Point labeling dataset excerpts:
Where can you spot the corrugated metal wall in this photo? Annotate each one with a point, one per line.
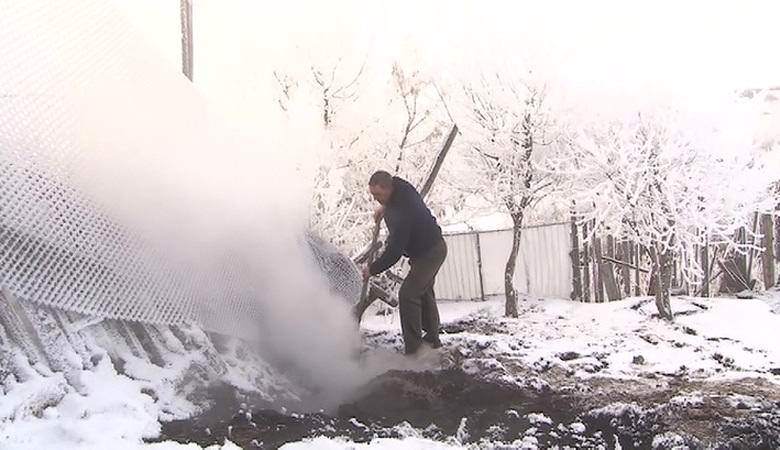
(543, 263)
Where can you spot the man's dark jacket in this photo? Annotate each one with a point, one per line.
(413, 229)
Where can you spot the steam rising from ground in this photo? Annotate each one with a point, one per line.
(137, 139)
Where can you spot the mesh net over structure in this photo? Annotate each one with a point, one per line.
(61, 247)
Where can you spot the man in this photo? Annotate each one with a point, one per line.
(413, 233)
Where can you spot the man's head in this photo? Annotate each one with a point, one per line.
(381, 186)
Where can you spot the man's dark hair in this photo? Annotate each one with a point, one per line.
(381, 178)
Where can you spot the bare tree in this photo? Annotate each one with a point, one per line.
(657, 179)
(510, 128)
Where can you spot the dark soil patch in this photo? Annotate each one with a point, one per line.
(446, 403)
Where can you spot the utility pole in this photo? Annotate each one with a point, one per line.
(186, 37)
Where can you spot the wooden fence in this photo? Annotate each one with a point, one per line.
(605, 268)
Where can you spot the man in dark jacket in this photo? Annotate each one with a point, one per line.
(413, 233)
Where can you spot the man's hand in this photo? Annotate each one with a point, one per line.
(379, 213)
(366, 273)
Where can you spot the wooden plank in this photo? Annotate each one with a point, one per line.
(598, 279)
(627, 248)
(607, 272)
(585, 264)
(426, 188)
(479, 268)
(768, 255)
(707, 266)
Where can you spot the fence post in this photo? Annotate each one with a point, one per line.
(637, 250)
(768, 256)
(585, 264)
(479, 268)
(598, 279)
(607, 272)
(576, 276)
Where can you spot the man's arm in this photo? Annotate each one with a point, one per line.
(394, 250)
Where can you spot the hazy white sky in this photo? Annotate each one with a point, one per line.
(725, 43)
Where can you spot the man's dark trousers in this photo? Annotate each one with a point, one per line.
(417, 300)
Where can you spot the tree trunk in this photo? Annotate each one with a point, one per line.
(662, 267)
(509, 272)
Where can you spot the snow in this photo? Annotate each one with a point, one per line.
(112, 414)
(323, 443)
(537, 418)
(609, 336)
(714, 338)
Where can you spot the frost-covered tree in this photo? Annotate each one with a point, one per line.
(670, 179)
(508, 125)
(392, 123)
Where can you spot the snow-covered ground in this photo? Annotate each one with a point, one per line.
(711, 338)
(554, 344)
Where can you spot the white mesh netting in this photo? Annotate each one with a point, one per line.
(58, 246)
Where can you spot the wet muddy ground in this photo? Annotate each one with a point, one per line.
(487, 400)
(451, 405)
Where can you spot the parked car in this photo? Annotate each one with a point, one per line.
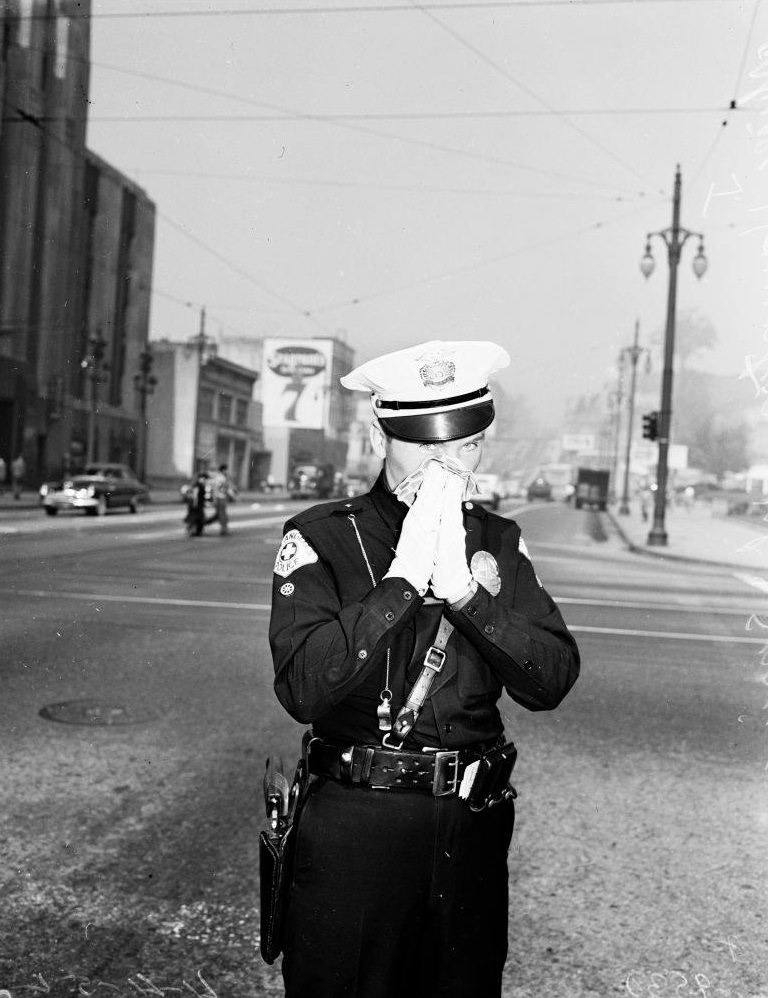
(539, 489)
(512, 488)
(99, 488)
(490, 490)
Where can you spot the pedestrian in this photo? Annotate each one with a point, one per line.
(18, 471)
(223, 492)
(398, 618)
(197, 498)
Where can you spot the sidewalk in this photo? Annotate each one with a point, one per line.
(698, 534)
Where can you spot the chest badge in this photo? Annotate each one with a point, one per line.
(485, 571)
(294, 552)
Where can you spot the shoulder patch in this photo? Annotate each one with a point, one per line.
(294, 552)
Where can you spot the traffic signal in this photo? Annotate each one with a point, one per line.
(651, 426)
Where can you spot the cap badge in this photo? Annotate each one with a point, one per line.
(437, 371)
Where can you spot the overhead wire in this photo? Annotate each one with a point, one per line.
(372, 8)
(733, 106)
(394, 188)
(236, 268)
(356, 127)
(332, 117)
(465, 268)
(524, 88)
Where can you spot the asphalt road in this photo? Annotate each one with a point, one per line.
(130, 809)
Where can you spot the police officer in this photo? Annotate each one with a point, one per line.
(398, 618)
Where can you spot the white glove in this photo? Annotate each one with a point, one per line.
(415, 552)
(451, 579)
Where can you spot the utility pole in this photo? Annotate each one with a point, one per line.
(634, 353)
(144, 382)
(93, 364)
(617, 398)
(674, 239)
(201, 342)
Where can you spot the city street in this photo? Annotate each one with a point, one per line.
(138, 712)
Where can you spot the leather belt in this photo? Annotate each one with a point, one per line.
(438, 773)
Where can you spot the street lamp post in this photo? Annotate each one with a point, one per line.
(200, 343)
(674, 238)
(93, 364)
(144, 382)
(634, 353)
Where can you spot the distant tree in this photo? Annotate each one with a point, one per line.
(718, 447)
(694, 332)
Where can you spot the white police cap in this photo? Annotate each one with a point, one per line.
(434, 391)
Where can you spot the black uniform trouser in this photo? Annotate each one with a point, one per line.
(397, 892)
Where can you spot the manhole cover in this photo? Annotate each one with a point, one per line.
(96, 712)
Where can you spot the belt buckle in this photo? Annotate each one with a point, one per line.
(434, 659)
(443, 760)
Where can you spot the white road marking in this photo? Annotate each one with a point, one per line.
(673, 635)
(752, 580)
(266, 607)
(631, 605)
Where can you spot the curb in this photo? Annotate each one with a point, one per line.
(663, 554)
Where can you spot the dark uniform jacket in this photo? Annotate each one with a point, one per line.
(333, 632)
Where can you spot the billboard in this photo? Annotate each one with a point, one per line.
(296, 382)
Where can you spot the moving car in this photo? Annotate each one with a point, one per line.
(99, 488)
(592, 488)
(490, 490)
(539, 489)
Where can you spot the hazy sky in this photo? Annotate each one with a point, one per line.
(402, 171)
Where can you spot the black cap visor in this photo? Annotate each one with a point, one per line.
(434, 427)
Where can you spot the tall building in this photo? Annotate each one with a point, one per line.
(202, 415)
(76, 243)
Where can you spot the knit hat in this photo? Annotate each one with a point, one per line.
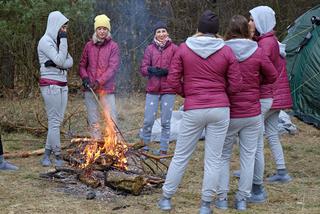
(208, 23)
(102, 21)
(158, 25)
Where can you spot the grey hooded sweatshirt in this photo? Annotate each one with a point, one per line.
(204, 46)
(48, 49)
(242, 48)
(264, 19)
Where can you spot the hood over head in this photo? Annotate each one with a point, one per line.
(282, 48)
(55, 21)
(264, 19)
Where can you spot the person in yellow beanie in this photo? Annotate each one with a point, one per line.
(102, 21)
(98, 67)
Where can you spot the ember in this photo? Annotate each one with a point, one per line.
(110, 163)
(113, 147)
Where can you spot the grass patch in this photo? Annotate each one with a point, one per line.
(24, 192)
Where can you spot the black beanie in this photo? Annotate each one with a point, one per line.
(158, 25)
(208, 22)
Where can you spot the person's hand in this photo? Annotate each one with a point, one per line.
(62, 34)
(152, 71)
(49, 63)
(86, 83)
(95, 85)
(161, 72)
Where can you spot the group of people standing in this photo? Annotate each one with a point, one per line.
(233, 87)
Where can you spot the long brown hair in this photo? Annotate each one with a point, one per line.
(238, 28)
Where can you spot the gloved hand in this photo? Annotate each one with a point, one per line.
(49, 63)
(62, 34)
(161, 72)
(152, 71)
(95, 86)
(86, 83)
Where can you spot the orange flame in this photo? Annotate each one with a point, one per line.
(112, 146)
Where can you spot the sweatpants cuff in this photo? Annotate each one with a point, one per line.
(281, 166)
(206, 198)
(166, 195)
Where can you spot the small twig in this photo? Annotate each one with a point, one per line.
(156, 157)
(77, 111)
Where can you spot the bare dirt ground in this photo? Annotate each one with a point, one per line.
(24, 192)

Exercise details »
Leave out the pictures and output every record above precisely as given.

Solution below »
Where can you spot the corrugated metal wall in this photo? Annotate each one with a point, one per line.
(543, 263)
Where can you spot the man's dark jacket in this photo? Annotate each one with a point, one per line.
(413, 229)
Where can you spot the steam rising from ground in this photo? Annotate each one with a point, one per line.
(137, 139)
Where can you spot the mesh net over structure in this photo? Annotate each one with a point, one per line.
(61, 247)
Where can you spot the man in this photo? Annotate each one with a point, one per line.
(413, 233)
Where can you spot the man's head in this photo? Annotate each one with a point, one per line.
(381, 186)
Where can you spot the man's dark hair in this photo? Annotate each one with a point, one per line.
(381, 178)
Where can you spot the bare tree in this photo? Annotate each one with a point, one per line.
(657, 179)
(510, 128)
Where can you spot the dark soil patch in this photo? Annotate each one with a point, one per line.
(446, 403)
Where can you spot the utility pole in this photo? Annotate each one with a point, one per line.
(186, 37)
Where can you spot the wooden fence in this photo? Annotate each one with a point, one per line.
(605, 268)
Where can you spot the man in dark jacket in this photo? Annotate each one with a point, one per line.
(413, 233)
Where can you spot the man's hand in this photo? Annotate each one with a point, one per line.
(379, 213)
(366, 273)
Where can you spot the wooden plank in this photo? Annotate each one with a point, one per line.
(598, 279)
(627, 248)
(607, 272)
(585, 264)
(426, 188)
(479, 268)
(768, 255)
(707, 266)
Where can you spot the fence post in this photo? Annotate each one with a point, one per line.
(637, 250)
(768, 256)
(585, 264)
(479, 268)
(598, 279)
(607, 272)
(576, 276)
Where can you spot the man's arm in this photo? Annotate each one with a point, one per line.
(394, 250)
Where can you spot the hazy white sky in this photo? Annotate each one with a point, one per line.
(725, 43)
Where can you spot the man's dark trousers in this photo? Annotate each one with a point, one per line.
(417, 300)
Where can you spot the tree trunk in this photo? Annotate each one with a point, one per line.
(662, 267)
(509, 272)
Where can you spot the snow in this photo? Annotate each one with a point, one per line.
(112, 414)
(323, 443)
(537, 418)
(609, 336)
(714, 338)
Where can you spot the frost-covered tree in this photo? Annotate each one with a point, one per line.
(670, 179)
(508, 125)
(392, 123)
Where can you spot the snow-covered ground in this photo? Annotate each one with a point, one per line.
(711, 338)
(554, 344)
Where can you spot the white mesh netting in this photo? Annotate each one with a point, one per line.
(58, 246)
Where can you spot the wet muddy ground in this photo? Annotate each one with a point, one per line.
(487, 400)
(451, 405)
Where can you spot the parked car in this photo? Annotate each one with a point, one per line.
(539, 489)
(512, 488)
(99, 488)
(490, 490)
Where can you spot the pedestrian in this photo? Annotate each one with a point, one per line.
(18, 471)
(223, 492)
(398, 618)
(197, 498)
Where can you spot the sidewalk in this photo? Annotate each one with a point, one per line.
(698, 534)
Where can you spot the chest badge in this photo? Annotate each one with a point, one per line.
(485, 571)
(294, 552)
Where can you spot the shoulder patch in this photo? Annotate each one with a point, one per line.
(294, 552)
Where can you spot the traffic signal in this photo? Annotate each one with a point, one per line.
(651, 426)
Where can you spot the cap badge in this photo? Annotate each one with a point, one per line.
(437, 371)
Where can you spot the overhead wire in this photo? Annotate each one with a point, one per line.
(372, 8)
(733, 106)
(394, 188)
(236, 268)
(356, 127)
(332, 117)
(465, 268)
(524, 88)
Where can you spot the asphalt road in this photo? Annotate each one with a point, one per line.
(130, 809)
Where can you spot the police officer in this photo? Annotate each one with a point, one per line.
(398, 618)
Where can you spot the white glove in this photo? Annotate each one with a point, one per line.
(415, 552)
(451, 579)
Where can you spot the utility pole in this photo? Annotate each one with a point, one per line.
(634, 353)
(144, 382)
(93, 364)
(617, 398)
(674, 239)
(201, 342)
Where can you spot the city street in this photo? Annotate each one with a point, one per line.
(138, 712)
Where can you spot the leather belt in this photo? Annotate each one with a point, one per line.
(438, 773)
Where can you spot the street lamp post in this photo? Annotate each one with a point, one per line.
(200, 343)
(674, 238)
(93, 364)
(144, 382)
(634, 353)
Where can you spot the distant tree in this photo? Annotate each one with a point, one per line.
(718, 447)
(694, 332)
Where can you spot the white police cap in this photo? Annotate each one with a point, one per line.
(434, 391)
Where can you spot the black uniform trouser in this photo? Annotate each one with a point, one per line.
(397, 892)
Where can you spot the manhole cover in this photo? Annotate each one with a point, one per line.
(96, 712)
Where can you spot the belt buckle in this photo? Annotate each one with a point, one per line.
(434, 659)
(443, 760)
Where can you spot the white road marking in this photo? Annotate each one with a point, one per line.
(673, 635)
(752, 580)
(266, 607)
(631, 605)
Where can you spot the curb in this photo? Annotate each one with a point, one per line.
(663, 554)
Where can you spot the dark uniform jacket in this photo? Annotate each one with a point, one per line.
(333, 632)
Where can you spot the billboard in this photo? Annotate each one with a point, one per line.
(296, 382)
Where can you spot the moving car in this photo? Annotate each one with a point, one per line.
(99, 488)
(592, 488)
(490, 490)
(539, 489)
Where can you spot the hazy sky in this photo? Annotate each one with a point, one per line.
(402, 171)
Where can you spot the black cap visor in this photo? Annotate each one with a point, one per line.
(434, 427)
Where can you spot the tall building in this photo? Annotate each one with a point, one per line.
(202, 415)
(76, 243)
Where can you spot the knit hat in this photo? Annotate each one with a point, one per line.
(208, 23)
(102, 21)
(158, 25)
Where can you spot the grey hooded sweatshirt in this photo? Annotate each one with a point, one per line.
(204, 46)
(48, 49)
(242, 48)
(264, 19)
Where can you spot the hood over head in this photo? Annotate each one with a point, one per line.
(282, 48)
(55, 21)
(264, 19)
Where can you spot the person in yellow beanie in this photo? Annotate each one with a point, one per line.
(102, 21)
(98, 67)
Where can you spot the ember in this photo? Annotate each one with a point, one per line.
(110, 163)
(113, 147)
Where can you spot the grass patch in this photo? Annotate each one with a point, one per line.
(24, 192)
Where can you spot the black beanie in this photo? Annotate each one with a point, one per line.
(158, 25)
(208, 22)
Where can you spot the person's hand in this photo? Annotate each one with a point, one per line.
(62, 34)
(152, 71)
(49, 63)
(86, 83)
(95, 85)
(161, 72)
Where can you spot the group of people standing in this photo? Annotate each one with a point, one per line.
(233, 87)
Where can you spot the long brown hair in this photo? Annotate each one with a point, one per line.
(238, 28)
Where can you spot the gloved hand in this photo? Annotate each one with a point, one per line.
(49, 63)
(62, 34)
(161, 72)
(152, 71)
(95, 86)
(86, 83)
Where can you spot the orange flame in this photo? Annotate each one with a point, one per line.
(112, 146)
Where can you spot the sweatpants cuff in this photo? Annotate each one with a point, one per line.
(281, 166)
(206, 198)
(166, 195)
Where can you spot the small twig in this photo? Annotate each one with a point, one per line.
(156, 157)
(77, 111)
Where can you spot the bare dirt ground in this photo? Annotate each one with a point, one per line.
(24, 192)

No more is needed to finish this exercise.